(Dataset records about object locations)
— START —

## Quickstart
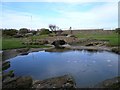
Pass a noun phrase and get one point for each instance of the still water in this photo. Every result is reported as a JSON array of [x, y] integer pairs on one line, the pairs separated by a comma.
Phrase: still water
[[87, 68]]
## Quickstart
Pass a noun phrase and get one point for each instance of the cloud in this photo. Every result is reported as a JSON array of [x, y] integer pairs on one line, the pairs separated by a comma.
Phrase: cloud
[[100, 16]]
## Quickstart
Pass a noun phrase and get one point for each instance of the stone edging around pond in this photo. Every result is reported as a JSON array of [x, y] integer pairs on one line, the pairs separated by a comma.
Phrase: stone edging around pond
[[24, 51]]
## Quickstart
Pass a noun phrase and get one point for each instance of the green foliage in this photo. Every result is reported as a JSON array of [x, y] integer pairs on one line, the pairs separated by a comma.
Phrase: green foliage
[[9, 32], [14, 43], [113, 37], [23, 31], [44, 31]]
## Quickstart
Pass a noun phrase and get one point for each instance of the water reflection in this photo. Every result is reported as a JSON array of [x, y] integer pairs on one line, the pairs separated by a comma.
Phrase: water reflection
[[88, 68]]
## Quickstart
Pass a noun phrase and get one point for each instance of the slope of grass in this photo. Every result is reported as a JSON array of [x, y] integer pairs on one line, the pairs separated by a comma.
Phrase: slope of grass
[[113, 37], [14, 43]]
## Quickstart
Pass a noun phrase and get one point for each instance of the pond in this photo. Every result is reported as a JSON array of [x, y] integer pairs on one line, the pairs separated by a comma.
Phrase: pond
[[87, 68]]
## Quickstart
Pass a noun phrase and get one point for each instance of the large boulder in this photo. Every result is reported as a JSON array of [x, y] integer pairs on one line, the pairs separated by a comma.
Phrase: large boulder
[[18, 83]]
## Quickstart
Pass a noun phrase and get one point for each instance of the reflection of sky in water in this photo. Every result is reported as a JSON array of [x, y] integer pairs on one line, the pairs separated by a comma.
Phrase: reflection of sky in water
[[88, 68]]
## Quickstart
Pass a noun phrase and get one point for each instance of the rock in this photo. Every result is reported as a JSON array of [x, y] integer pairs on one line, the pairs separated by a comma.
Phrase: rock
[[5, 65], [18, 83], [109, 83], [7, 75], [56, 82]]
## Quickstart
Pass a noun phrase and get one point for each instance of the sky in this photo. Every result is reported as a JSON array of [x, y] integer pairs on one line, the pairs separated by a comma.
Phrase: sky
[[78, 15]]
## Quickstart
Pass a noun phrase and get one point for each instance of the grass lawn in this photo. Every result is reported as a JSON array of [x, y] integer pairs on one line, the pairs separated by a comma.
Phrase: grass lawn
[[113, 37], [13, 43]]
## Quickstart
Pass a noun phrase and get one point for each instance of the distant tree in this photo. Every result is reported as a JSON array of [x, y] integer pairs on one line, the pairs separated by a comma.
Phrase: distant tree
[[9, 32], [44, 31], [117, 30], [23, 31], [53, 28]]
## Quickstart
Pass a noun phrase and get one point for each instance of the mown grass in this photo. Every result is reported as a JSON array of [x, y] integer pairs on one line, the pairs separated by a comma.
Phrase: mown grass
[[112, 37], [14, 43]]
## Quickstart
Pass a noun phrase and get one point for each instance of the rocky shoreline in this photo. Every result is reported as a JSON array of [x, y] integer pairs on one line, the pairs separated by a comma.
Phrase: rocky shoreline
[[65, 81], [59, 82], [7, 54]]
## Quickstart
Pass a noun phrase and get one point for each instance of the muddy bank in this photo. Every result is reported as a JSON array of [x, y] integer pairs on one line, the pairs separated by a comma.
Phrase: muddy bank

— END —

• Problem details:
Extract all the entries word for word; omit any pictures.

• Task result:
## Quickstart
Pass a noun phrase and get one point for each instance of the still water in this photo. Every result is reported as a JSON array of [x, y] integer pairs on one line, the pairs separated by a comma.
Phrase: still water
[[87, 68]]
## Quickstart
Pass a noun phrase and get one point for each instance of the cloud in this photo. Every result is reported as a JSON array of [x, y] integer pairs on one line, the pairs separated by a comma.
Phrase: cloud
[[100, 16]]
## Quickstart
Pass a noun phrase and get one point for each instance of the stone edging around pond in this photo. Every result is reported as a JSON array of [x, y] integer pairs on one line, the pairs separated by a comma.
Phrase: stone edging around pond
[[24, 51]]
## Quickstart
Pass a noun phrase and get one point for each instance of the green foliage in this photo. Every result is reported as a JSON array of [x, y] integer pairs on one line, the pairs separated by a comma.
Phrase: green foliage
[[9, 32], [14, 43], [113, 37], [23, 31], [44, 31]]
## Quickstart
Pass a noun phrase and get one point for each instance of the water reflection in this photo. Every result is reported as a JSON array of [x, y] integer pairs on one line, the pairs separated by a comma.
Phrase: water reflection
[[88, 68]]
## Quickstart
Pass a noun phrase and get one point for each instance of the slope of grass in this photo. Every result is reported as a JSON array of [x, y] integer pairs on one line, the pairs separated by a comma.
Phrase: slope of grass
[[113, 37], [14, 43]]
## Quickstart
Pass a noun phrase and get one point for each instance of the pond in this photo. Every result is reported as a JSON array of [x, y] integer pairs on one line, the pairs separated by a comma.
Phrase: pond
[[87, 68]]
## Quickstart
Pass a noun phrase and get one point for each instance of the large boulder in this photo. Every result is reported as a JSON array of [x, y] integer pairs on one line, the pairs separated by a comma.
Phrase: large boulder
[[18, 83]]
## Quickstart
Pass a noun phrase and get one point for each instance of the reflection of sky in water in this photo. Every result is reported as a JSON array of [x, y] integer pairs on one line, the pairs separated by a comma.
Phrase: reflection of sky in water
[[88, 68]]
## Quickstart
Pass a noun phrase and get one point for each instance of the rock in this photo. Every result is reported as a JSON array of [x, y] integer pairs on one line, the pairs separated by a comma.
Phrase: rock
[[5, 65], [18, 83], [109, 83], [7, 75], [56, 82]]
## Quickstart
Pass a noun phrase and get one point for each instance of the sky in this photo. Every result is reported as a JSON array of [x, y] integer pairs on one line, the pairs separated by a comma.
Phrase: sky
[[78, 15]]
## Quickstart
Pass a noun phrase and get one point for each instance of the grass lawn in this photo. Every result is reported as a JSON array of [x, y] integer pairs on one line, the pairs separated by a comma.
Phrase: grass lawn
[[113, 37], [13, 43]]
## Quickstart
Pass a noun phrase and get one point for each instance of the distant tree in this photo. Every result is reported as a JSON array of [x, y] integer pairs on one line, the pairs separated by a comma.
Phrase: distant tree
[[9, 32], [44, 31], [117, 30], [23, 31], [53, 28]]
## Quickstart
Pass a noun phrase and get one point for each instance of the mown grass in this photo. Every result is reported as a JSON array of [x, y] integer pairs on one line, the pairs separated by a comma.
Phrase: mown grass
[[112, 37], [14, 43]]
## Quickstart
Pass a noun phrase and get one point for each instance of the rocky shoreline in this photo. Every result is reported as a JSON array of [x, y] integer pairs on one line, the pairs separated by a comma.
Phrase: rocky shoreline
[[65, 81], [59, 82], [7, 54]]
## Quickstart
Pass a noun phrase and get one point for each instance of the muddy bank in this photo. Every result is reported as a JSON array of [x, y] integer pairs on one line, the pairs separated by a comma.
Phrase: muddy bank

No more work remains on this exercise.